[Assignment] Copy out the article on colonoscopies below word for word, from its first line to its last.

---------- Extracted text

Published on February 28, 2022

Man talking to doctor

What You Need to Know About A Colonoscopy

When you turn 45, it’s time for a colorectal cancer screening.

You may have heard stories about the “dreaded” colonoscopy: what the prep is like, what’s involved in the procedure or what happens afterward. T Newsome, MD, an internal medicine physician with Adventist HealthCare Adventist Medical Group helps to break down what to expect with this important cancer screening and when to consider newer stool-based tests.


The American Cancer Society says cases of colorectal cancer are increasing in those younger than 50. As a result, it recommends people of average risk begin screenings at age 45. “Screenings can identify cancer early and help prevent colon cancer by removing growths before they become cancerous,” Dr. Newsome said. If you have a family history of colon cancer or are diagnosed with certain gastrointestinal or genetic diseases, your doctor may recommend earlier screenings.


Your doctor may recommend screening annually or every few years depending on the test.

  • At-home stool-based tests can be completed yearly or every three years, depending on the type. At-home tests look for abnormalities in your stool. If anything is found, you will need to follow up with a colonoscopy.
  • Visual exams look directly inside your colon and rectum to find any abnormal areas that may be cancer or polyps/ growths and could turn into cancer. These types of exams should be repeated every five to 10 years.

Dr. Newsome said, “While the newer stool-based tests are a great addition and should be used when appropriate, colonoscopies remain the best tool for identifying cancer early.”


We’ve heard the stories and maybe even joked about it with family and friends. Dr. Newsome said colonoscopies are not as bad as they are made out to be. Here are a few facts:

  • The prep is easier than it used to be. Yes, you need to spend time in the bathroom, but you don’t have to camp out. Even the taste and the needed amount of the liquid prep solution have improved in recent years.
  • The procedure isn’t painful. You’ll be asleep and most people don’t remember the test. There is no pain once you wake up. Some people experience slight side effects from the sedation.
  • Colonoscopies are safe. The risk is minimal and outweighed by the benefit of early detection. Your risk of developing cancer is higher than any risk associated with the procedure.

--------------------
---------- Extracted material

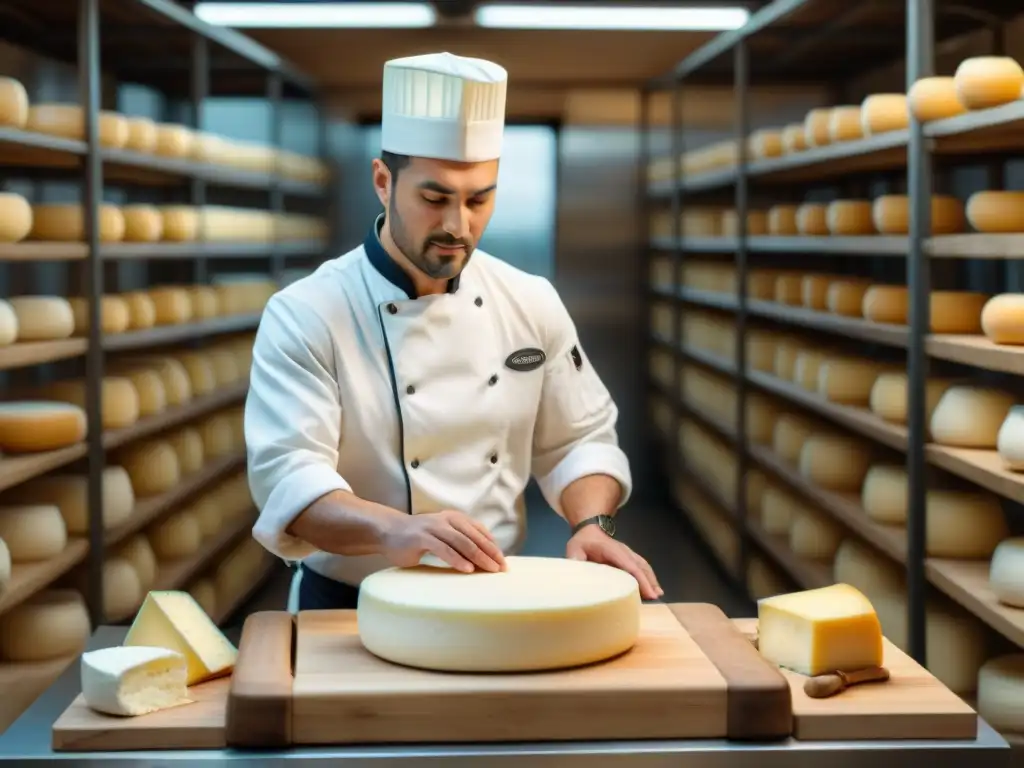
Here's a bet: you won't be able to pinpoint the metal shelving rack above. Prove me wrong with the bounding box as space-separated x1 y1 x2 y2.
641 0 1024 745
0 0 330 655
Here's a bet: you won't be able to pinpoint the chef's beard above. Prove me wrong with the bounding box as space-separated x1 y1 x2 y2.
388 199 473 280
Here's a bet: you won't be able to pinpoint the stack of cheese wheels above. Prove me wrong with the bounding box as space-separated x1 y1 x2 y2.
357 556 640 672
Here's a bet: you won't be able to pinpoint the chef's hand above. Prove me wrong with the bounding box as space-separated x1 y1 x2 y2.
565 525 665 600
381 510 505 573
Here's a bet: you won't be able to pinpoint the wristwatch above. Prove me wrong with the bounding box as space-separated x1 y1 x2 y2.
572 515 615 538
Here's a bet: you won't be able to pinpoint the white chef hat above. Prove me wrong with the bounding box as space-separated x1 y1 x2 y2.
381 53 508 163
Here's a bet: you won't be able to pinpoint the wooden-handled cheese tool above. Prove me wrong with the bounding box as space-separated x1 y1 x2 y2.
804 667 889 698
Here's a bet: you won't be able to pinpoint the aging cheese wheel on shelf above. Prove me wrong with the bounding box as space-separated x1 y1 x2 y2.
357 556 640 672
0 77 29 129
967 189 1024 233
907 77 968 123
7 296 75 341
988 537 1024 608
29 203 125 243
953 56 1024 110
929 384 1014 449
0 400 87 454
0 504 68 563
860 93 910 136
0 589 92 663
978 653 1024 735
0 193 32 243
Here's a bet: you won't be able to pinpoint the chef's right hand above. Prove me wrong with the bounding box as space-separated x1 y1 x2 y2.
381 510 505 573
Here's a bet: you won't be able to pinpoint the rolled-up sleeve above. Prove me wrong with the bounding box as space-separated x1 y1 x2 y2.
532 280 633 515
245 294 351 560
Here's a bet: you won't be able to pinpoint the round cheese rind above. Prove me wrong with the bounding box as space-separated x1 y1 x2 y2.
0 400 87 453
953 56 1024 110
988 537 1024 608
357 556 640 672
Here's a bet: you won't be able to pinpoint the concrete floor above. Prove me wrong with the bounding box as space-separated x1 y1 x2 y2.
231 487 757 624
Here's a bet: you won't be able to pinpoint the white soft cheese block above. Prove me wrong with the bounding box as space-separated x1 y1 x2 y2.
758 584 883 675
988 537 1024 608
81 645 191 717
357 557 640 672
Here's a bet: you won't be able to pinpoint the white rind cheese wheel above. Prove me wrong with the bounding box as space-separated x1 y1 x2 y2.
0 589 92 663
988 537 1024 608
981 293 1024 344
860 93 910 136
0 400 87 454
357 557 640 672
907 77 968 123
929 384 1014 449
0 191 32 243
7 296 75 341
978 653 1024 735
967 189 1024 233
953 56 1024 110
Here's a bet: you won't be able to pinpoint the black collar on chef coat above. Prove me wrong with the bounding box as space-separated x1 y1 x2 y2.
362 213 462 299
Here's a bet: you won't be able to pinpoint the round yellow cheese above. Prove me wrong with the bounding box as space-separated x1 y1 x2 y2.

--------------------

[Expected answer]
Published on February 28, 2022

Man talking to doctor

What You Need to Know About A Colonoscopy

When you turn 45, it’s time for a colorectal cancer screening.

You may have heard stories about the “dreaded” colonoscopy: what the prep is like, what’s involved in the procedure or what happens afterward. T Newsome, MD, an internal medicine physician with Adventist HealthCare Adventist Medical Group helps to break down what to expect with this important cancer screening and when to consider newer stool-based tests.


The American Cancer Society says cases of colorectal cancer are increasing in those younger than 50. As a result, it recommends people of average risk begin screenings at age 45. “Screenings can identify cancer early and help prevent colon cancer by removing growths before they become cancerous,” Dr. Newsome said. If you have a family history of colon cancer or are diagnosed with certain gastrointestinal or genetic diseases, your doctor may recommend earlier screenings.


Your doctor may recommend screening annually or every few years depending on the test.

  • At-home stool-based tests can be completed yearly or every three years, depending on the type. At-home tests look for abnormalities in your stool. If anything is found, you will need to follow up with a colonoscopy.
  • Visual exams look directly inside your colon and rectum to find any abnormal areas that may be cancer or polyps/ growths and could turn into cancer. These types of exams should be repeated every five to 10 years.

Dr. Newsome said, “While the newer stool-based tests are a great addition and should be used when appropriate, colonoscopies remain the best tool for identifying cancer early.”


We’ve heard the stories and maybe even joked about it with family and friends. Dr. Newsome said colonoscopies are not as bad as they are made out to be. Here are a few facts:

  • The prep is easier than it used to be. Yes, you need to spend time in the bathroom, but you don’t have to camp out. Even the taste and the needed amount of the liquid prep solution have improved in recent years.
  • The procedure isn’t painful. You’ll be asleep and most people don’t remember the test. There is no pain once you wake up. Some people experience slight side effects from the sedation.
  • Colonoscopies are safe. The risk is minimal and outweighed by the benefit of early detection. Your risk of developing cancer is higher than any risk associated with the procedure.